- **THE INPUT**:
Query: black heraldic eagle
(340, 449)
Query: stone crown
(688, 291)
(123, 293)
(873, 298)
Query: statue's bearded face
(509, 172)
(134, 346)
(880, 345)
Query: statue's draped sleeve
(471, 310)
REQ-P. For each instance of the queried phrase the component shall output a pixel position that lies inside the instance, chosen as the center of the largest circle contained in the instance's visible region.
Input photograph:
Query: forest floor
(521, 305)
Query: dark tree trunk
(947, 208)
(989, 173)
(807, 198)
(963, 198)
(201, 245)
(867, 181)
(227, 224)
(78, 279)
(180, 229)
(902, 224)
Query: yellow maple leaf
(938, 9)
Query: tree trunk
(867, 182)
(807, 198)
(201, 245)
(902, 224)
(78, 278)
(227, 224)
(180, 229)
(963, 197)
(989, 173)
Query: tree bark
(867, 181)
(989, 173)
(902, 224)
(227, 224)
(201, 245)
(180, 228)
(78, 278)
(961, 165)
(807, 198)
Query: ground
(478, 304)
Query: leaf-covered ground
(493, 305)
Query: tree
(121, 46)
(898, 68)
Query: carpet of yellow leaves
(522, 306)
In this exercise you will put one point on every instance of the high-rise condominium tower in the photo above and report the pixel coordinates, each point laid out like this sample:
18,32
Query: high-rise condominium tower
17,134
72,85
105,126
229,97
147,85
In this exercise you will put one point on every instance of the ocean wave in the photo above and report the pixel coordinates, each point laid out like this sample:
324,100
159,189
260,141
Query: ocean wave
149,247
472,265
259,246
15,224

- **GOAL**: Print all of the rows above again, unchanged and in their original order.

- **EXERCISE ANSWER**:
Query: black heraldic eagle
(340, 449)
Query: stone crown
(688, 291)
(123, 293)
(873, 298)
Query: statue's bearded face
(509, 172)
(134, 346)
(880, 345)
Query: statue's draped sleeve
(471, 310)
REQ-P. For each instance of the queried phrase the component shall output a pixel position that lies inside the instance, chosen as the center of the largest circle contained in the instance's visible region.
Input photograph:
Query: forest floor
(521, 305)
Query: dark tree trunk
(947, 208)
(989, 173)
(807, 198)
(963, 198)
(201, 245)
(867, 181)
(227, 224)
(78, 279)
(180, 229)
(902, 224)
Query: yellow maple leaf
(938, 9)
Query: tree trunk
(867, 182)
(807, 198)
(201, 245)
(902, 224)
(78, 278)
(227, 224)
(180, 229)
(963, 197)
(989, 173)
Query: tree bark
(867, 181)
(989, 173)
(902, 224)
(227, 224)
(201, 245)
(180, 228)
(78, 278)
(961, 165)
(807, 198)
Query: ground
(478, 304)
Query: leaf-covered ground
(493, 305)
Query: tree
(121, 46)
(898, 68)
Query: carpet of yellow leaves
(522, 306)
In this exercise you will put one point on every instance of the high-rise condominium tower in the photo above and report the pixel coordinates, each point laid out like this sample:
18,32
Query: high-rise condominium tower
17,134
72,85
105,126
229,97
147,85
In this exercise you will put one point on every instance of the ocean wave in the photo above and report the pixel coordinates, each point laid out like this sample:
324,100
159,189
260,141
Query: ocean wave
149,247
472,265
259,246
15,224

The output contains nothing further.